**ASSIGNMENT**
Please answer from the passage on ruminal dCO₂ below: according to it, what follows the transient fall in cardiovascular pressure caused by hypercapnia?
━━ GIVEN PASSAGE
Instead, high dCO₂–induced hyperaemia itself may weaken the epithelial barrier (Celebi Sozener et al., 2022; Lang et al., 2000). LPS alone may not produce this effect (McDaniel et al., 2023). Possibly, both high dCO₂ and LPS act together to drive barrier dysfunction (Lang et al., 2005) — or dCO₂ may be the primary culprit, since hypercapnia induces immune responses similar to LPS exposure (Liu et al., 2008). Importantly, the massive dCO₂ accumulation observed during SARA (Laporte-Uribe, 2024) is likely more dangerous than the relatively small fraction of LPS translocated into circulation (Khafipour et al., 2009a, 2009b).

By-product and Bacterial Translocation
Local dCO₂-induced hyperaemia may therefore explain the translocation of fermentation by-products (e.g., lactate, histamine), LPS, and bacteria typically linked to ruminal acidosis.

• Laminitis: Hypercapnia causes a transient fall in cardiovascular pressure, followed by vasoconstriction in peripheral tissues but not in large vessels (Kontos et al., 1967). This mechanism may underlie SARA-induced laminitis (Boosman et al., 1991).

• Lactic acidosis: Ruminal lactate translocation has been suggested as a cause (Huber, 1976), but the amount translocated is below renal clearance thresholds (Huber, 1969). This implies lactic acidosis has an endogenous origin, a topic warranting further exploration.

• LPS toxemia: Bacterial translocation and liver abscess formation are likely linked to dCO₂-induced hyperaemia and epithelial disruption. LPS exposure alone does not replicate these effects (McDaniel et al., 2023).

Conclusion
Monitoring ruminal dCO₂ and implementing dietary strategies to prevent CO₂ holdup may safeguard the epithelial barrier, reduce by-product and bacterial translocation, and lower the risk of metabolic disorders associated with ruminal acidosis.
━━━━
━━ DATA EXTRACTS
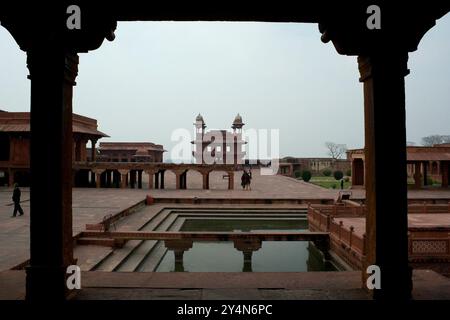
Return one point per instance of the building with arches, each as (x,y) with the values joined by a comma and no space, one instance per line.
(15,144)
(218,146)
━━━━
━━ DATA EXTRACTS
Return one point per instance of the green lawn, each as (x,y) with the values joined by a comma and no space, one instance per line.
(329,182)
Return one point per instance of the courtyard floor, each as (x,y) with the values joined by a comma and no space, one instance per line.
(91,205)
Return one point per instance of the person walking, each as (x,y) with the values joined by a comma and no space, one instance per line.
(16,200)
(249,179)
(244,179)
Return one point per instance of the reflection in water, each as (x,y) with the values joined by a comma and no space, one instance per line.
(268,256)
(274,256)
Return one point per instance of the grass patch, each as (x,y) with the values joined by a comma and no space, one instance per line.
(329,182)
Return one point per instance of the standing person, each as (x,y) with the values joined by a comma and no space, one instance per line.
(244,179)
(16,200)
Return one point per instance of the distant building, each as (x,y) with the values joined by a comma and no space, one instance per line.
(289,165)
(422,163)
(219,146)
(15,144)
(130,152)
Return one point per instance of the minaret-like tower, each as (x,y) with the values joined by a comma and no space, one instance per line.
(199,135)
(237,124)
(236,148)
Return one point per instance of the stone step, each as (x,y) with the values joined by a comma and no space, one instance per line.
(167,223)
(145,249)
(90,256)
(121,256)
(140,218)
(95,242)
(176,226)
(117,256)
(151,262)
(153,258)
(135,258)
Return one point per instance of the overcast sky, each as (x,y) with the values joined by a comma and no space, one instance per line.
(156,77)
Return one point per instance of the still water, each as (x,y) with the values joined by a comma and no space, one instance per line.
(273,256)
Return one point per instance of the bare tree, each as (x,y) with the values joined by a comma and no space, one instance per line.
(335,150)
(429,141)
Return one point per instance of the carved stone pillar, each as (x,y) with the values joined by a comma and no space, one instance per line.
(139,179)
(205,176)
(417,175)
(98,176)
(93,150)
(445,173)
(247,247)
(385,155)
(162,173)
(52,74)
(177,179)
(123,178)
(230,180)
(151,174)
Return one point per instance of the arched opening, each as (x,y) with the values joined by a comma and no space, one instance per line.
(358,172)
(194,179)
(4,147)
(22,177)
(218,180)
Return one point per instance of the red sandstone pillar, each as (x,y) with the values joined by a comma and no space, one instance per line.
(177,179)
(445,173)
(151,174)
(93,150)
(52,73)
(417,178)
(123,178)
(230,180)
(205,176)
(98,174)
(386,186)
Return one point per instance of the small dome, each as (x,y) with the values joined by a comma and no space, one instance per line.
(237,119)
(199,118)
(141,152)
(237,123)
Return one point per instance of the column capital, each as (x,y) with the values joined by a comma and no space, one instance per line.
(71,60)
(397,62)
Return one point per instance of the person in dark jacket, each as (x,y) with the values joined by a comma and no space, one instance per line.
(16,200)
━━━━
**REPLY**
Vasoconstriction in peripheral tissues, but not in large vessels.